What this exercise asks »
**a)** Name each person mentioned in the article about Pietrangelo taking over as Blues captain.
**b)** Carry on the article about Pietrangelo being named Blues captain, beginning right after its last sentence.

Passage »

==*==

Selected fourth overall in 2008, Pietrangelo has played 459 games for the Blues, with 51 goals and 255 points in that span. He takes over the ‘C’ from David Backes, who signed with the Boston Bruins as a free agent this summer, following the Blues’ run to the Western Conference Final.

“Watching him perform when the game is on the line, he doesn’t seem to get rattled,” said Blues GM Doug Armstrong of Pietrangelo, as per the club’s website.

“As the captain, you have to answer questions, the tough questions when games are over. I really like his personality, his demeanor to his teammates, to the coaching staff and to the media. He’s someone that has the respect of everyone.”

In an interview with the St. Louis Post-Dispatch at the end of July, Pietrangelo praised Backes for the impact he had on the young defenseman as he was developing with the Blues.

==*==

Supplied material »
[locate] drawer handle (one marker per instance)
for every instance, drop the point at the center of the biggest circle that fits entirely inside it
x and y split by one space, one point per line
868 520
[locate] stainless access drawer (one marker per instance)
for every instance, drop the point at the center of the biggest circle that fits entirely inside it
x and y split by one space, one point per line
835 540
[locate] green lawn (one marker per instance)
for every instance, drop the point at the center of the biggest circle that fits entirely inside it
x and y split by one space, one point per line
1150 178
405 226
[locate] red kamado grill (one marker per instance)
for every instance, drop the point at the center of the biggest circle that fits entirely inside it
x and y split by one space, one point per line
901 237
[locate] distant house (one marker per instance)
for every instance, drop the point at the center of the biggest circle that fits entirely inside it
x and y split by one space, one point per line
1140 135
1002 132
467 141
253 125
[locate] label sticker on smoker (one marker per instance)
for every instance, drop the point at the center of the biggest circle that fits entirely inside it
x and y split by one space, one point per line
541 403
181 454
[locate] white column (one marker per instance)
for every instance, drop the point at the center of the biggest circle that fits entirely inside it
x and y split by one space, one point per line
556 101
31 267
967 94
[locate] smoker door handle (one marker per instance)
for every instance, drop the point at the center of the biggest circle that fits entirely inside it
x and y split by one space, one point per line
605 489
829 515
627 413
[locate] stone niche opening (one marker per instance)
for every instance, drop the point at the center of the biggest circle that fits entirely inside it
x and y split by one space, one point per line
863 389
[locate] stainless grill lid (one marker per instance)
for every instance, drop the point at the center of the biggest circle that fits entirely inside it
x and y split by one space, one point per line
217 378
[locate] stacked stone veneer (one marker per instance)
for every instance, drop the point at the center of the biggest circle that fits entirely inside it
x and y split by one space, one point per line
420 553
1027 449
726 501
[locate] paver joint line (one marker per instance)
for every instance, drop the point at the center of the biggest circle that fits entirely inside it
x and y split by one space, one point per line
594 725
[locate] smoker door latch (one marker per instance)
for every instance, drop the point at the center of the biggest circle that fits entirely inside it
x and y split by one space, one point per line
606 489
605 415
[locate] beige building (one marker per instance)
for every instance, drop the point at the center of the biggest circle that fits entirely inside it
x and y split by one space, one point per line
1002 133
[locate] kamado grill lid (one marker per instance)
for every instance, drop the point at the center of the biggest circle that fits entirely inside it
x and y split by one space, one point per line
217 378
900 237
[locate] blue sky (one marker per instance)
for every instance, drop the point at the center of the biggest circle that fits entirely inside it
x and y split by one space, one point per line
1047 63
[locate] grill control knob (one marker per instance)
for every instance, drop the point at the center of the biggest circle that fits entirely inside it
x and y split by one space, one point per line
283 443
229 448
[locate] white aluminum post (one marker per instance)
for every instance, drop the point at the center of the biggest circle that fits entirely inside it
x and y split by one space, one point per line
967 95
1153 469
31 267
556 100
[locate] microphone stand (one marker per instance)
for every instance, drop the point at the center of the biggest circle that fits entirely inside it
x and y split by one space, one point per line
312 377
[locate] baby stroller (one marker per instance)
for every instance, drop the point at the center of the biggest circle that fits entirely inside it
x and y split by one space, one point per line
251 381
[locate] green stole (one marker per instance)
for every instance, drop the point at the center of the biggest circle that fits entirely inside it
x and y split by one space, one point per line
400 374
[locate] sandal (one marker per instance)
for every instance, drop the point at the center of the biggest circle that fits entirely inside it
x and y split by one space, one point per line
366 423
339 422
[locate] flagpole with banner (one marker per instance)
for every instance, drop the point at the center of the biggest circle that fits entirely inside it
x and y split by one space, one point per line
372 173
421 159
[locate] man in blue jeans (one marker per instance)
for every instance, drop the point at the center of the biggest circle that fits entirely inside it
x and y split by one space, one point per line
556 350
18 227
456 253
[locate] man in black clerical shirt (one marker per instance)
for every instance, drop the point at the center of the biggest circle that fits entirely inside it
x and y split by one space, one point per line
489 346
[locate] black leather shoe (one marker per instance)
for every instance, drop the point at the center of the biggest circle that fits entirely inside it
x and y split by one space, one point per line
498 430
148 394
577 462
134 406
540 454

==*==

Replies »
**a)** Pietrangelo, David Backes, Doug Armstrong

**b)**
“I think being so close with Dave over the five years he was captain, I’ve learned a lot from him just kind of sitting back and seeing how he operates on a daily basis,” said Pietrangelo.

“Not only on the ice but off the ice, which is a big part of it trying to keep the locker room together and doing the off-ice stuff.”

The Blues also announced that Alexander Steen, Paul Stastny, Vladimir Tarasenko and Kevin Shattenkirk were named as assistant captains.